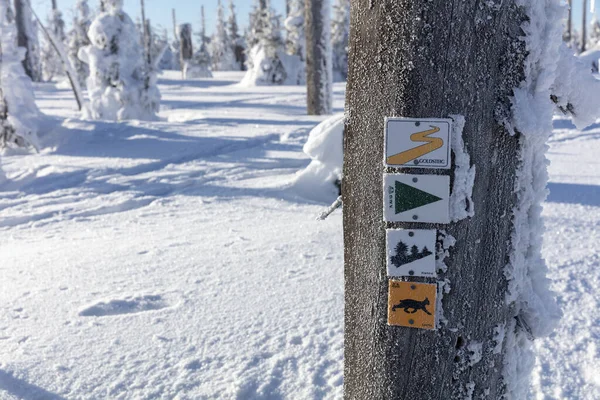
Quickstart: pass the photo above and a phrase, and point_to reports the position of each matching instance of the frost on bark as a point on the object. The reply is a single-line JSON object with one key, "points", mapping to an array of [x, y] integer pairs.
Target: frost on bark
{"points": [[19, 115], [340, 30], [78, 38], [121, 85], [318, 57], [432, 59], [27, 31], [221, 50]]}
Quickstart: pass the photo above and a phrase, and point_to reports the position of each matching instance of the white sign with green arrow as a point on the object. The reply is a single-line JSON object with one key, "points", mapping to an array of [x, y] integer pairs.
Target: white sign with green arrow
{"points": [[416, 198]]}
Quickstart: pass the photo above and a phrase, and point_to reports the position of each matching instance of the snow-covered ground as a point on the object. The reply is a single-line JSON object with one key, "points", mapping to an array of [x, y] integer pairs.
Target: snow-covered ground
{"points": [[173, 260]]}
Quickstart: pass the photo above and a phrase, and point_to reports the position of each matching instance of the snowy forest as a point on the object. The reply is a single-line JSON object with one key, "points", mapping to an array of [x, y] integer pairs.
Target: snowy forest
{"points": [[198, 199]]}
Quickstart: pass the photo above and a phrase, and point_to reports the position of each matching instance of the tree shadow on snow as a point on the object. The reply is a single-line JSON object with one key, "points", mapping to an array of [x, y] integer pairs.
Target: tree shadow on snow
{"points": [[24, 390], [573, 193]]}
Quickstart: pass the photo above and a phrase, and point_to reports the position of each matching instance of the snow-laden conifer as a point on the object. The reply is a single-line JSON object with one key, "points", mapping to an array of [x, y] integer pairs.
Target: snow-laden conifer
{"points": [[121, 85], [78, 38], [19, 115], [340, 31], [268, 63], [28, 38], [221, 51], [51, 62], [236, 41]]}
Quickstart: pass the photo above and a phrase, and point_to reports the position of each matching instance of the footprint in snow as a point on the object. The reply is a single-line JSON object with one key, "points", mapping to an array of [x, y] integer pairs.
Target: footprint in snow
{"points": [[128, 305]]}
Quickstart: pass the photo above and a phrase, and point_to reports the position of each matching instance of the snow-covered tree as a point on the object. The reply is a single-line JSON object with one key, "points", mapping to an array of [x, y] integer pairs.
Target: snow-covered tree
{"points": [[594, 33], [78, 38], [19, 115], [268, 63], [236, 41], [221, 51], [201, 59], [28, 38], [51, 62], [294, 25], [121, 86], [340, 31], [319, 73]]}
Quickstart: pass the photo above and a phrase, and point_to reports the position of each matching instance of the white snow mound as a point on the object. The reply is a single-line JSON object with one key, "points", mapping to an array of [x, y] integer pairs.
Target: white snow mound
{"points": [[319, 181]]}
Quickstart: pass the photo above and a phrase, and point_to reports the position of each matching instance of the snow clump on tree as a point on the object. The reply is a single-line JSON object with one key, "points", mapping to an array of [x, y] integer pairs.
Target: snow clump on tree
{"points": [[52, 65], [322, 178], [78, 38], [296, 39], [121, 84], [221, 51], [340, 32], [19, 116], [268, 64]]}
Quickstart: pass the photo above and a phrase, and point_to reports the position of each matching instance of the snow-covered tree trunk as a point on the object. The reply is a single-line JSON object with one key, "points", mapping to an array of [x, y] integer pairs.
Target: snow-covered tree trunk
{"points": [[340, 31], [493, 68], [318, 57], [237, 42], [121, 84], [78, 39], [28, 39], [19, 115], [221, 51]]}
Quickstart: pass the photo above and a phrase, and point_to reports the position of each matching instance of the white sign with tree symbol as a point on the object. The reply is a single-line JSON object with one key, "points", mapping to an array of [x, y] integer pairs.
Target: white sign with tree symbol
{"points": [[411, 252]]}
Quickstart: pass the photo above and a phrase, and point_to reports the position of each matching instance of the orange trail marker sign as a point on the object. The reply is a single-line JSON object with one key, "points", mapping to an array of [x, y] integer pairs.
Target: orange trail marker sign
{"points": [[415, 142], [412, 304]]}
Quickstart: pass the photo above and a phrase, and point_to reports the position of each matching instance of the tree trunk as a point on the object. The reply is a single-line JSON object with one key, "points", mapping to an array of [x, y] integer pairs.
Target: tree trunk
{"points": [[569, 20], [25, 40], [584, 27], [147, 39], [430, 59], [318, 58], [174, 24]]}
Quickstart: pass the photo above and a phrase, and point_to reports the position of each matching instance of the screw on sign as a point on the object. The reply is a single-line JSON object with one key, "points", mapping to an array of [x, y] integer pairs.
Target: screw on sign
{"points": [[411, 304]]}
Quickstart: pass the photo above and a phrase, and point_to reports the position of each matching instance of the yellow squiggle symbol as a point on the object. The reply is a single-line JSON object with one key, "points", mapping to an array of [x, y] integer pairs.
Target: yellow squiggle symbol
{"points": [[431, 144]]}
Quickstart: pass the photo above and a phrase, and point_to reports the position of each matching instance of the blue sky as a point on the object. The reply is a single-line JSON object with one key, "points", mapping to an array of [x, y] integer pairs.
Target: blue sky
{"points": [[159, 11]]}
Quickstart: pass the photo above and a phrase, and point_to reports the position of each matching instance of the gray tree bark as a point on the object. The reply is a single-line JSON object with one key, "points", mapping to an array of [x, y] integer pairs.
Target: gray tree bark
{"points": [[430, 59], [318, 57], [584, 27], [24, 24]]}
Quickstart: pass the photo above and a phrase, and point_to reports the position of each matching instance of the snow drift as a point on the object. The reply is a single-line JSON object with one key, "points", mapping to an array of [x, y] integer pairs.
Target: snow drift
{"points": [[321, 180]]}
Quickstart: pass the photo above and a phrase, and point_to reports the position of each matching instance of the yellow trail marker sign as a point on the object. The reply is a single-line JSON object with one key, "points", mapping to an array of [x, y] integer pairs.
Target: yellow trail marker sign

▶ Problem to work on
Print all the records again exactly; do not include any picture.

▶ Correct output
Quickstart: pass the photo above and a phrase, and point_to reports the position of each matching instance of the frost on bark as a point on the object. The reply is a single-line JSON object with one key, "points", mapping to an array of [x, y] integer pairs.
Target: frost on bark
{"points": [[19, 115], [340, 30], [78, 38], [121, 85], [318, 57], [432, 59], [27, 31], [221, 50]]}
Quickstart: pass the photo above and a phrase, and point_to reports the position of each matching instance of the white sign with green arrow as a point on the object. The reply is a single-line JSON object with one key, "points", mapping to an array of [x, y] integer pairs.
Target: white sign with green arrow
{"points": [[416, 198]]}
Quickstart: pass the photo above and a phrase, and point_to reports the position of each matching instance of the snow-covered ground as a point on the object. The reply is a single-line JSON object with one key, "points", mapping to an array of [x, y] integer pairs.
Target: snow-covered ground
{"points": [[173, 260]]}
Quickstart: pass the photo above and a phrase, and point_to reports the position of each matching instance of the snowy forest as a point on the object. The reply is a single-line JSON object with one key, "points", mapping to an array of [x, y] integer pairs.
Target: snowy forest
{"points": [[198, 199]]}
Quickstart: pass the photo above and a phrase, and point_to reports the position of each matching instance of the tree shadow on snow as a point on the object. The reply is a single-line JSON object with one key, "points", mapping to an array of [x, y] integer pairs.
Target: tree shadow on snow
{"points": [[24, 390], [573, 193]]}
Quickstart: pass the photo above and a phrase, and point_to reports the position of each matching instance of the snow-laden conifer as a point on the object. The reply is a single-line JSON object with one key, "points", mapping to an array of [x, y] integer pairs.
Target: snow-laden conifer
{"points": [[121, 85], [78, 38], [19, 115], [340, 31], [268, 63], [28, 38], [221, 51], [51, 62], [236, 41]]}
Quickstart: pass the photo above and a phrase, and point_to reports the position of each matching instance of the footprint in snow as a point on the object. The reply is a single-line JSON object with one key, "points", mapping to an array of [x, y] integer pairs.
Target: footprint in snow
{"points": [[128, 305]]}
Quickstart: pass the photo above and a phrase, and point_to reports the position of each matching instance of the snow-covered tree as a point on the object. The reply is a single-line JSON object with one key, "points", mapping to an array of [x, y] integer pairs.
Target: snow-covered tree
{"points": [[594, 33], [78, 38], [19, 115], [268, 63], [236, 41], [221, 51], [201, 59], [28, 38], [51, 62], [294, 25], [121, 86], [340, 31], [319, 73]]}
Quickstart: pass the photo above and a phrase, and point_to reports the position of each matching instance of the white snow mound as a point on the object. The reply is a single-line JSON object with one key, "points", mapping to an array of [x, y] integer pairs.
Target: white snow mound
{"points": [[319, 181]]}
Quickstart: pass the photo above and a phrase, and point_to reports the position of each matching instance of the snow clump on tree as a point on the object. The reply is a single-line JSON object with one key, "points", mapping to an array of [x, y] integer pairs.
Target: snow clump on tree
{"points": [[52, 65], [322, 178], [78, 38], [296, 39], [121, 84], [221, 51], [340, 32], [19, 116], [268, 64]]}
Quickstart: pass the photo above and a phrase, and point_to reports the position of each matching instance of the snow-covered tree trunk as a point on the object. The reply is a single-line JSON object with one key, "points", mapping to an array of [x, y] integer pairs.
Target: snow-covered tree trunk
{"points": [[340, 31], [493, 68], [318, 57], [237, 42], [121, 84], [78, 39], [28, 39], [19, 115], [221, 51]]}
Quickstart: pass the photo above and a phrase, and point_to reports the position of each matching instance of the white sign with tree symbol as a point on the object. The reply is a single-line JSON object with one key, "points", mapping to an array of [x, y] integer pairs.
Target: white sign with tree symbol
{"points": [[411, 252]]}
Quickstart: pass the photo above and a phrase, and point_to reports the position of each matching instance of the orange trail marker sign as a point on the object. The reply is a single-line JSON object with one key, "points", mapping to an array of [x, y] integer pairs.
Target: orange trail marker sign
{"points": [[415, 142], [412, 304]]}
Quickstart: pass the photo above and a phrase, and point_to reports the position of each matching instance of the tree trunk as a point on the object. The reply is a single-line JSON object with one key, "points", mapping to an array of [x, y] integer pairs.
Target: tree trunk
{"points": [[569, 20], [25, 40], [584, 27], [147, 39], [430, 59], [318, 58], [174, 24]]}
Quickstart: pass the photo above and a phrase, and point_to reports the position of each matching instance of the screw on sign as a point on the object. The reply is a single-line JSON object with one key, "points", mapping to an array of [x, y] integer pairs.
Target: screw on sign
{"points": [[411, 304]]}
Quickstart: pass the photo above and a phrase, and point_to reports the position of each matching instance of the yellow squiggle symbol as a point on the object. The reply is a single-line JSON object with one key, "points", mapping to an array of [x, y] integer pairs.
Target: yellow squiggle symbol
{"points": [[431, 144]]}
Quickstart: pass the photo above and a phrase, and point_to reports the position of each matching instance of the blue sky as a point on the object. The reply is a single-line JSON object with one key, "points", mapping to an array of [x, y] integer pairs.
Target: blue sky
{"points": [[159, 11]]}
Quickstart: pass the photo above and a phrase, and point_to reports the position of each matching instance of the gray tree bark as a point on the object. The reply is a single-line JSON object with one key, "points", mapping to an array of [x, y] integer pairs.
Target: gray tree bark
{"points": [[430, 59], [318, 57], [584, 27], [24, 24]]}
Quickstart: pass the photo above and a phrase, and point_to reports the position of each matching instance of the snow drift as a point on the object. The reply is a single-line JSON object with one key, "points", mapping to an array of [x, y] integer pairs.
Target: snow drift
{"points": [[321, 180]]}
Quickstart: pass the photo above and a phrase, and point_to reports the position of each matching instance of the yellow trail marker sign as a point on the object. The reply is a single-line JSON object with one key, "points", mapping to an array of [x, y] integer pairs.
Target: yellow trail marker sign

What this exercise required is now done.